PASSAGE SHOWN:
◇ ◇ ◇

I once served on a jury for a drunk driving case in California. The defendant, a woman in her early twenties, was driving with a blood alcohol level measuring .20. At that time, the law stated that .10 and over was too drunk to drive. The judge gave us explicit instructions. We were to set aside our personal opinions about drinking. We were not to base our decision on whether we liked the young woman or not. We were to decide, “Did this woman violate the state law that prohibits driving when your blood alcohol level is .10 or higher?” Duh! It seemed like a cut and dry case. The woman was twice the legal limit!
I was shocked when we got in the jury room. One guy piped up, “I can drink that much and drive safely. I think she’s innocent.” Others nodded understandingly. As the discussion proceeded, I was horrified that no one was going by the standard of the law. Everyone was deciding what was right based on how they felt about drinking and about the young woman (most felt sorry for her). It took another juror and me almost three hours to convince everyone of what was obvious, that this woman was guilty of violating the law.

◇ ◇ ◇

TASKS AND EXERCISES:
A) Answer these questions using the jury-duty account above:
(i) What blood alcohol level was the defendant driving with?
(ii) At what blood alcohol level did the law then say a person was too drunk to drive?
(iii) How long did it take to convince everyone in the jury room?
B) Summarize the jury-duty account above in two sentences.

DATASET EXTRACT:
◇ ◇ ◇

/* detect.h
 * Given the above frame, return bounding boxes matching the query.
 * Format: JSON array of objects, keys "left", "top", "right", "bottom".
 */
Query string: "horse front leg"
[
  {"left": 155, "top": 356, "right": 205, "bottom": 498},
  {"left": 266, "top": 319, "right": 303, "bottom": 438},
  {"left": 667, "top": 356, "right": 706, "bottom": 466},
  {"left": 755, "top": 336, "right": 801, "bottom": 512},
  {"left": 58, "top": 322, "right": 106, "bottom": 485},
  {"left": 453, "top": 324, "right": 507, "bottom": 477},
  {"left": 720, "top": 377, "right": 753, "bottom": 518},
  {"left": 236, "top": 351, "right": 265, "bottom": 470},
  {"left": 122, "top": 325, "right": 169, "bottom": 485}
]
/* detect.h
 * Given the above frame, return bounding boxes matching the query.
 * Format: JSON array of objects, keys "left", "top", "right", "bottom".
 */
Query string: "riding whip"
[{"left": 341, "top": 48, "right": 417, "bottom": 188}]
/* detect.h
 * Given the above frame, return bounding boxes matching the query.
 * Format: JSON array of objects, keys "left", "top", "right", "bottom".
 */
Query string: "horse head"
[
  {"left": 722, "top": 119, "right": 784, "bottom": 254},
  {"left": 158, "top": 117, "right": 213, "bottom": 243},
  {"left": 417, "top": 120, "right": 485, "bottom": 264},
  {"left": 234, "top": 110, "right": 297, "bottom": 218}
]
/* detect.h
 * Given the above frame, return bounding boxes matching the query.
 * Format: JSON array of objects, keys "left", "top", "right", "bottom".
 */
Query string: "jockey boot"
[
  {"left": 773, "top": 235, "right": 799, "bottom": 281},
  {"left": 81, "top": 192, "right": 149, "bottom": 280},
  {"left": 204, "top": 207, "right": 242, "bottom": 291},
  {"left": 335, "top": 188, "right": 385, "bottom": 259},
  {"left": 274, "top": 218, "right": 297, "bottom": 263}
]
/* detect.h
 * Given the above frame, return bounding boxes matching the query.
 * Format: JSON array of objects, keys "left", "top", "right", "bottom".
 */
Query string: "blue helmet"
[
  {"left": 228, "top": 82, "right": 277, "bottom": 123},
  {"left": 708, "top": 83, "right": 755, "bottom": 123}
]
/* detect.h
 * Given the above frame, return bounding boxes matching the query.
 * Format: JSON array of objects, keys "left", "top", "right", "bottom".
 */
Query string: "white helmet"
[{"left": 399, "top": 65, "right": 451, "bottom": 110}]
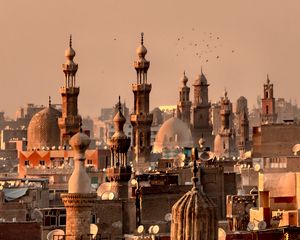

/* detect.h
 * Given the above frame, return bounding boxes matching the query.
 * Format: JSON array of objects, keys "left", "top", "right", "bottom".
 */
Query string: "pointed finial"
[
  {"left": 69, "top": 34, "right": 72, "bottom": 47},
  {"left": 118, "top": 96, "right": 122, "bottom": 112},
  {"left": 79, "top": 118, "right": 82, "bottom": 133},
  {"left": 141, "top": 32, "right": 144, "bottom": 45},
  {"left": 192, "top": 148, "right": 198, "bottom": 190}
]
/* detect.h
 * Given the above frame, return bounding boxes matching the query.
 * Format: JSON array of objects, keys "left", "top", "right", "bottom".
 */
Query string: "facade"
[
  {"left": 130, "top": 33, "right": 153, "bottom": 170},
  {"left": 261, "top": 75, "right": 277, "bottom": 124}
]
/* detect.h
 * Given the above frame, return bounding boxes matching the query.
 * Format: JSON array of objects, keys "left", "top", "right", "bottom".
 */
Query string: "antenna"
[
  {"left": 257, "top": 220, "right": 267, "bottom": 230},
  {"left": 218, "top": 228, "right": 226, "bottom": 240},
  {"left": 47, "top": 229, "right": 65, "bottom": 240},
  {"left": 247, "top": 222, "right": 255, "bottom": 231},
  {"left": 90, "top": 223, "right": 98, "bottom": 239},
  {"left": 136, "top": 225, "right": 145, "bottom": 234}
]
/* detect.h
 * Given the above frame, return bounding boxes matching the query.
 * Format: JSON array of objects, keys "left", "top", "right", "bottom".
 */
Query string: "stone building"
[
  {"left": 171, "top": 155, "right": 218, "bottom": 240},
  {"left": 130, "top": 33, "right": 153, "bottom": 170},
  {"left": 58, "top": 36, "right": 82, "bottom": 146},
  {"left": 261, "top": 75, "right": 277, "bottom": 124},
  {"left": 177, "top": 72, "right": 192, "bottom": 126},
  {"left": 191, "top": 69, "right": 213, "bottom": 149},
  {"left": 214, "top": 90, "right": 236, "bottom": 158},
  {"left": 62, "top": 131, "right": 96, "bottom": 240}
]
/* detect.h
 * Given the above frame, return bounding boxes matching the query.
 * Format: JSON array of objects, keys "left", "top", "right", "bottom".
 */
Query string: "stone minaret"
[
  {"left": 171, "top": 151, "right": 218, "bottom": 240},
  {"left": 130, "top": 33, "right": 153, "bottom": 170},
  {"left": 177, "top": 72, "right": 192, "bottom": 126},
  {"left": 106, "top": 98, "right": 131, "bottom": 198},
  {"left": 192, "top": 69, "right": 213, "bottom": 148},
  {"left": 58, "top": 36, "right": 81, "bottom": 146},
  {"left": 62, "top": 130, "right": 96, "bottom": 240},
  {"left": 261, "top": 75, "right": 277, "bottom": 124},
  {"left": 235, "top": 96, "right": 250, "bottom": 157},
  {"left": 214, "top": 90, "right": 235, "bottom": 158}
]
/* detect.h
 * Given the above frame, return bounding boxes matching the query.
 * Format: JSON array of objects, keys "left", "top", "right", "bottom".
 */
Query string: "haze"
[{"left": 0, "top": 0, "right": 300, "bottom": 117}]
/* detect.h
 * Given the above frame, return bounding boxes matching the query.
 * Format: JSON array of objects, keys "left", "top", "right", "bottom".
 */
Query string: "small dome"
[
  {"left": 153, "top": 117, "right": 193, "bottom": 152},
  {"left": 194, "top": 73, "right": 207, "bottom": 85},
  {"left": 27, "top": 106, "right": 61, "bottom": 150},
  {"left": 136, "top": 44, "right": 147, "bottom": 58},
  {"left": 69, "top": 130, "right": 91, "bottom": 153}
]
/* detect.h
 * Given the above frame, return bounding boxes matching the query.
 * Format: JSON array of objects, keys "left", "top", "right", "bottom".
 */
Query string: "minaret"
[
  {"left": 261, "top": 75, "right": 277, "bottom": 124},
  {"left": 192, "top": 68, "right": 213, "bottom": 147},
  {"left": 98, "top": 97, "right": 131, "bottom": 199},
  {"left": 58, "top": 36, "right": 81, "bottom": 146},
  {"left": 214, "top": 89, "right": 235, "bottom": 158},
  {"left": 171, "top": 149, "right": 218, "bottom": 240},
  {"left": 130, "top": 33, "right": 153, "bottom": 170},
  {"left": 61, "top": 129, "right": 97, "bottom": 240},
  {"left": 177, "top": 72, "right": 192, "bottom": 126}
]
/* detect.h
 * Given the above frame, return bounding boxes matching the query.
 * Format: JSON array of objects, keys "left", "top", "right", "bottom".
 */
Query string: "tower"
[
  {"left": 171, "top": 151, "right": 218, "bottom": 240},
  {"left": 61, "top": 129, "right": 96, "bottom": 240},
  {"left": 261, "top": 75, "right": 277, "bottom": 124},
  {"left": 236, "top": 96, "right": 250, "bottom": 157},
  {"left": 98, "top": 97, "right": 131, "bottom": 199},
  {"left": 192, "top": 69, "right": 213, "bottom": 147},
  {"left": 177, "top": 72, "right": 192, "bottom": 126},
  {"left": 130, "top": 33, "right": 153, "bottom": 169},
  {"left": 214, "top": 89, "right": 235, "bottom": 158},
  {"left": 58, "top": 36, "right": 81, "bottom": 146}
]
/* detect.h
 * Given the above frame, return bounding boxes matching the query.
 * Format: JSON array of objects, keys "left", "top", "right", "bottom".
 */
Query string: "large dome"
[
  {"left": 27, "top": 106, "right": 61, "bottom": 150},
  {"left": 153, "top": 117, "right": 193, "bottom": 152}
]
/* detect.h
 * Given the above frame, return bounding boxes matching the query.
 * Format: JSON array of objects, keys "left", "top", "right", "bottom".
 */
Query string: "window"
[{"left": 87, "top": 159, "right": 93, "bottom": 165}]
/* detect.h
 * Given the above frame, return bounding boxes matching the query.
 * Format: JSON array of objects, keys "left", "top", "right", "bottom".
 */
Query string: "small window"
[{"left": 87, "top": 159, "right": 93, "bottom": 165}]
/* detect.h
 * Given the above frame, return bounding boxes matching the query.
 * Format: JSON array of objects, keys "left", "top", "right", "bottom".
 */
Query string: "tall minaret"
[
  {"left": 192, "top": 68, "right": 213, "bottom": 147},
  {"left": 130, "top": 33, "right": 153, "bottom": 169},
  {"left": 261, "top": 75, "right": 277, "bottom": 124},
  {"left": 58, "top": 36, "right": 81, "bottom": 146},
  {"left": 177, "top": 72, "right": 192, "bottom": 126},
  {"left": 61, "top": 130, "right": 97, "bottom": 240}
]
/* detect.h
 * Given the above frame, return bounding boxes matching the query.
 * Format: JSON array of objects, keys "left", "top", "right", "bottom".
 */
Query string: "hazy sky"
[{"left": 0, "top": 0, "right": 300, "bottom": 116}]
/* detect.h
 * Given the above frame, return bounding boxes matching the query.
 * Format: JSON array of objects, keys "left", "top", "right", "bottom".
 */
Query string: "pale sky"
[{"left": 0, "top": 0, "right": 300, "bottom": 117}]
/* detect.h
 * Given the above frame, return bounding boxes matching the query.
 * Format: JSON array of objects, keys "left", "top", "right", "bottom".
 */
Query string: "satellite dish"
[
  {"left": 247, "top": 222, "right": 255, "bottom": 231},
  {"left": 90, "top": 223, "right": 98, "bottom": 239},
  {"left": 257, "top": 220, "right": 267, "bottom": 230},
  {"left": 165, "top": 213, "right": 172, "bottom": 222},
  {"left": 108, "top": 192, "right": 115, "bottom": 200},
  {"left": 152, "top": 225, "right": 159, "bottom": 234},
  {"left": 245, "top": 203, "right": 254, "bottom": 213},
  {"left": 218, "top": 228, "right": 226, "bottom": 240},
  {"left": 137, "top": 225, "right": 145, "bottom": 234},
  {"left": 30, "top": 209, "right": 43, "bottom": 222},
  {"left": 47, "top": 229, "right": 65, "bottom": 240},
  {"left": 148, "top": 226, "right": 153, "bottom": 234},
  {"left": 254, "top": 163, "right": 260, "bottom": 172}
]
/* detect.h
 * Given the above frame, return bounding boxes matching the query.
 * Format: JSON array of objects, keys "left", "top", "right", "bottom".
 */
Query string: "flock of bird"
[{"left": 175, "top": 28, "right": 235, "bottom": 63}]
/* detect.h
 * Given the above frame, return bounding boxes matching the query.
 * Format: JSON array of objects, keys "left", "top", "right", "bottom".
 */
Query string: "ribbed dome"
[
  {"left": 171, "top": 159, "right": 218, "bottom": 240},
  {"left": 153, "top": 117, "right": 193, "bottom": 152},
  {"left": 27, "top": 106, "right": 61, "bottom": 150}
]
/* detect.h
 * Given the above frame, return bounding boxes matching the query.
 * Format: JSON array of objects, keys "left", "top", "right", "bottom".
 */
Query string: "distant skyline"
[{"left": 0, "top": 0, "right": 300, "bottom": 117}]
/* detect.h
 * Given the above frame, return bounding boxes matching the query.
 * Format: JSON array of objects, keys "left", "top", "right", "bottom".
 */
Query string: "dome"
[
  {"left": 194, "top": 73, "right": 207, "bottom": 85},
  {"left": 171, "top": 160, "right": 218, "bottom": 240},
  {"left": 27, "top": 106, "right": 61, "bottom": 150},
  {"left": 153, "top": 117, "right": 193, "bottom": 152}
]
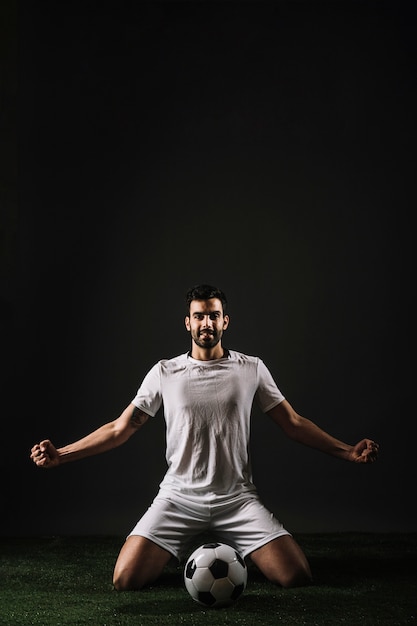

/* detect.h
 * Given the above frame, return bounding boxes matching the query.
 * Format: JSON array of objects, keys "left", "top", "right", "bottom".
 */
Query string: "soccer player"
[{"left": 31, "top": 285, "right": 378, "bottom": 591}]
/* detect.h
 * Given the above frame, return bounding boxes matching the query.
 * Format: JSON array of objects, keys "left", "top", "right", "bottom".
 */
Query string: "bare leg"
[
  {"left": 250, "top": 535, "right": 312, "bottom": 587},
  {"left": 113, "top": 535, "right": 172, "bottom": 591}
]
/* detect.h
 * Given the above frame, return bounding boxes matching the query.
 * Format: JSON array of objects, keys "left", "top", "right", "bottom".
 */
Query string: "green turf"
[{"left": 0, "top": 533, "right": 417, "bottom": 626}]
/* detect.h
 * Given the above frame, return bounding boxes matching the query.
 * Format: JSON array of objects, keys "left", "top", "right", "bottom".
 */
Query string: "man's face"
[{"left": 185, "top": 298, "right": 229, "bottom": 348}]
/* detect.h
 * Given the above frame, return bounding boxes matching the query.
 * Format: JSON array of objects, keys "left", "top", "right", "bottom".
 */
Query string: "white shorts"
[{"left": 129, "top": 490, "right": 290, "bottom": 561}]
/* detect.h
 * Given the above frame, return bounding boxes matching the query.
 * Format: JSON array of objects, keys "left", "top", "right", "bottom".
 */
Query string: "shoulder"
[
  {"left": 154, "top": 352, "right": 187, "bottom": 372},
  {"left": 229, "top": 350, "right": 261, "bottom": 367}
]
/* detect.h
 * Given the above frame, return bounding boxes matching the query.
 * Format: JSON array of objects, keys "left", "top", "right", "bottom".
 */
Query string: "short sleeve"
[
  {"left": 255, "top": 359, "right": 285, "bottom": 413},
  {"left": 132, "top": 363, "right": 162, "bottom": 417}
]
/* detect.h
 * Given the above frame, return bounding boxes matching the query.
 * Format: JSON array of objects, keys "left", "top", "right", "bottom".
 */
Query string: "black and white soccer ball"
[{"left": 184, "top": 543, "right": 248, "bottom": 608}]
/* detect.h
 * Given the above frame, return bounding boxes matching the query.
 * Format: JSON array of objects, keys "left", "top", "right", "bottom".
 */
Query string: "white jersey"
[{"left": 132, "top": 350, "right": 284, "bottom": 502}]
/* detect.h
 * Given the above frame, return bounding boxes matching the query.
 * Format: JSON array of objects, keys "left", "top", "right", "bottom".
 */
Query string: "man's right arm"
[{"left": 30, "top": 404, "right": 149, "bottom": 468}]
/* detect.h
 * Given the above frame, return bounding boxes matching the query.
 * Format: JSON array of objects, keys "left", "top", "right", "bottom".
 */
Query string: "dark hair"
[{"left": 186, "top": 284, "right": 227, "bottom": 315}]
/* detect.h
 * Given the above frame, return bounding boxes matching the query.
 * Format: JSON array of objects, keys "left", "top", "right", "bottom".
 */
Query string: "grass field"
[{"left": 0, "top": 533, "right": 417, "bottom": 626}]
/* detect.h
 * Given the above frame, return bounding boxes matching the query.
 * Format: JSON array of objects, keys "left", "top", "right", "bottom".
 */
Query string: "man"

◇ ◇ ◇

RESULTS FOR EACH TASK:
A)
(i) .20
(ii) .10 and over
(iii) Almost three hours

B) The narrator served on a California jury in a drunk driving case where a woman in her early twenties had a blood alcohol level of .20, twice the legal limit, and the judge told jurors to decide only whether she had violated the state law. In the jury room, most jurors judged by how they felt about drinking and about the woman, and it took the narrator and one other juror almost three hours to convince everyone she was guilty.